In case there was ever doubt that it’s a coming-out story, Lukas Moodysson’s Show Me Love makes it bluntly literal: A character literally comes out of a locked room to reveal their sexual identity to the world. That may sound a bit on the nose, but if there’s one thing the film makes clear, it’s that the act of coming out is rarely easy or obvious. It tends to be a larger-than-life experience, no dramatic embellishment required.

The late ’90s saw a boom of coming-out movies for a new generation of kids, as a wave of talented writers, directors, and actors tackled the topic of discovering one’s sexuality in fin-de-siècle society. From Alex Sichel’s Riot Grrrl-era All Over Me to 1998’s Gen X period piece Edge Of Seventeen, filmmakers found new and uncompromising ways to address a subject that mainstream movies only started broaching about a decade earlier. Increasing awareness of LGBTQ+ rights and realities also increased access to these narratives, as video stores and libraries nationwide made independent cinema available to kids who might not have an arthouse theater in their town—or anyone to talk to about their own struggles. (Unfortunately, the streaming revolution—like the Blu-ray, DVD, and VHS transitions before it—is leaving countless movies behind, in this case vanishing a rich history of queer cinema: Show Me Love is only available to watch via a bootleg copy on YouTube, while All Over Me is completely inaccessible online in any form, unless you want to drop 50 bucks on a used DVD. Hopefully, someone out there can help rectify this depressing situation.)

Though it comes from Sweden, where it was more potently titled Fucking Åmål, Show Me Love has a starkly universal appeal—its story could be perfectly relatable to American teenagers. (The fact that these characters have posters of Nirvana, Morrissey, and other stars of the era on their walls probably doesn’t hurt.) At the start of the film, lonely teen Agnes (Rebecka Liljeberg) has been living in the small town of Åmål for almost a year but still has no real friends to invite to the 16th-birthday party her mother insists on throwing her. Improbably, popular girl Elin (Alexandra Dahlström)—who also happens to be Agnes’ crush—shows up to the party. And though the girls’ first kiss is insincere (Elin, who’s discovered Agnes’ feelings for her in the girl’s diary, callously laughs at her and flees), the two end up developing a genuine romantic connection later in the night. But will Elin be true to her blossoming, reciprocated feelings for Agnes or run from them?

_Dataset content_:
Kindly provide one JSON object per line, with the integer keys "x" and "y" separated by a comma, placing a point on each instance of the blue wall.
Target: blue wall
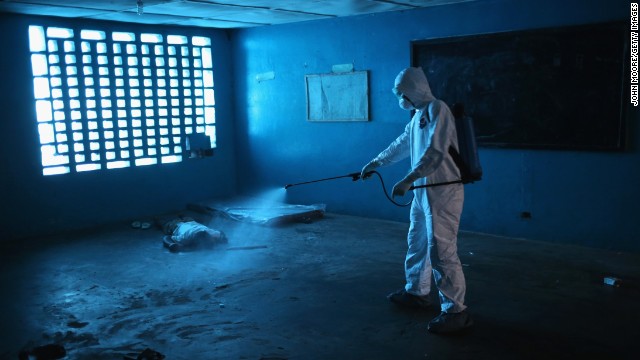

_Actions to take_:
**a)** Pull out the passage of the Show Me Love review that opens with "In case there" and ends after "dramatic embellishment required.", copying it word for word.
**b)** Extend the Show Me Love review beyond its last sentence.

_Answer list_:
**a)**
In case there was ever doubt that it’s a coming-out story, Lukas Moodysson’s Show Me Love makes it bluntly literal: A character literally comes out of a locked room to reveal their sexual identity to the world. That may sound a bit on the nose, but if there’s one thing the film makes clear, it’s that the act of coming out is rarely easy or obvious. It tends to be a larger-than-life experience, no dramatic embellishment required.

**b)**
Show Me Love was the first film written and directed by Moodysson, and it established him as an ace chronicler of adolescent angst. (See also 2014’s ebullient making-the-punk-band celebration We Are The Best!) He coaxes beautifully naturalistic performances out of his young stars, capturing the small-town ennui and drop-of-a-dime mood swings that define teenage life for so many. The obstacles to Agnes’ and Elin’s desires are as predictable as they are heartbreaking, with the narcissism and cruelty of kids on full display, even as Moodysson resists making their arc feel pat or generic. (Both Elin and Agnes have their own moments of brutal meanness, and the judgmental friends get empathetic sequences as well.) But there’s a fundamental earnestness to adolescent love, with its absence of experience or caution, that can make it much more exhilarating to witness than a more thoughtful grown-up romance. Show Me Love doesn’t flinch from the messy realities of coming out, but it also delivers a sweetly simple ending that remains one of the more valuable messages for queer youth who had spent much of history thinking no good could come of coming out: It gets better.

Availability: Show Me Love is available to watch for free on YouTube. (Make sure to turn on the English subtitles.)